> [Direction] Turn the lines below into a Markdown table with two columns: Row for a running number and Line for the text. Skip any blank lines and leave the pictures out.

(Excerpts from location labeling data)

---------------

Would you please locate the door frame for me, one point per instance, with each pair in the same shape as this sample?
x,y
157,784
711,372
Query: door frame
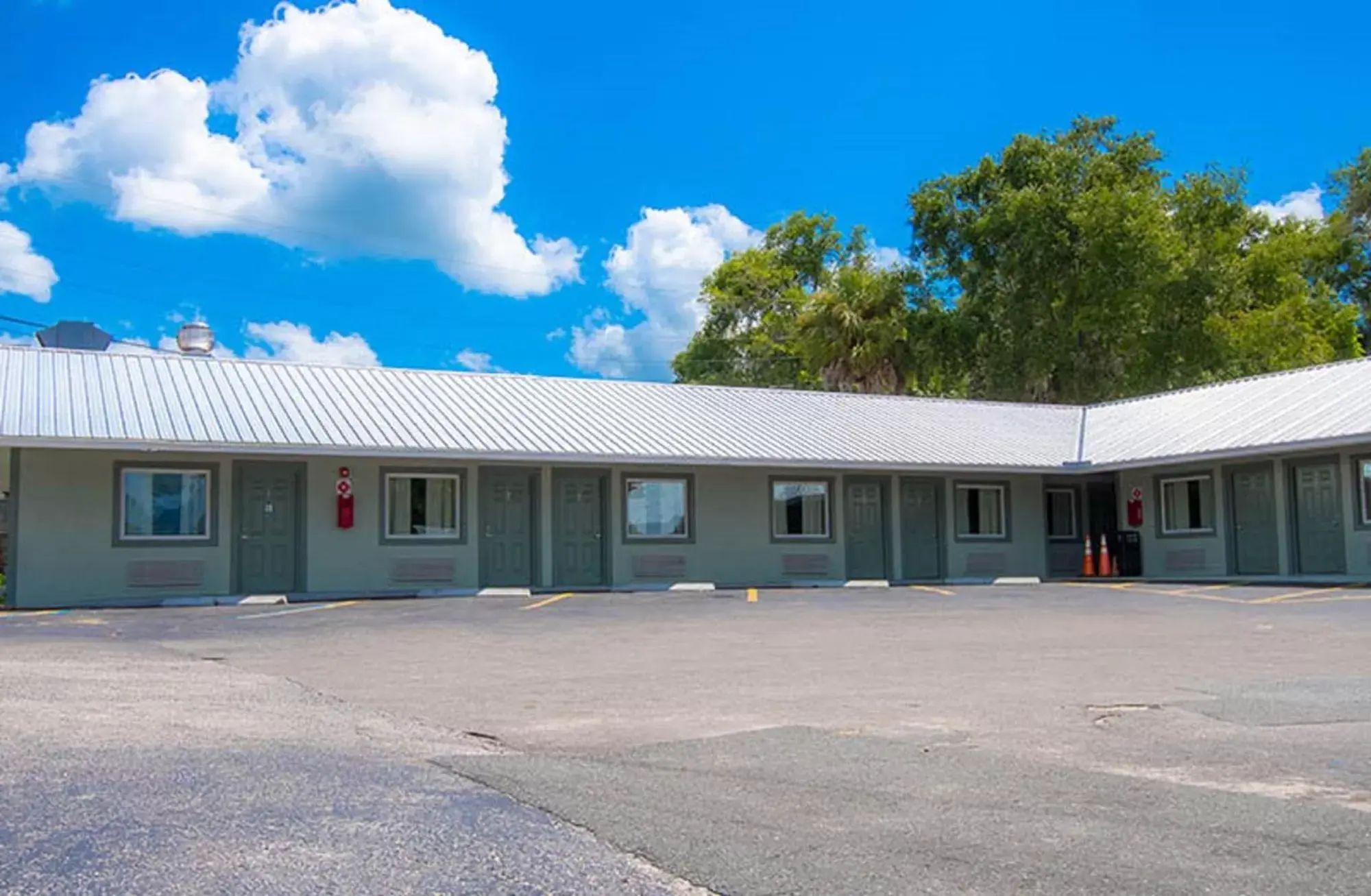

---------------

> [Reply to the exercise]
| Row | Line |
|---|---|
| 1 | Would you please locate the door frame for me, one point per instance, with each pair in the same shape as this sample? |
| 2 | x,y |
| 3 | 157,784 |
| 4 | 711,372 |
| 5 | Query: door frame |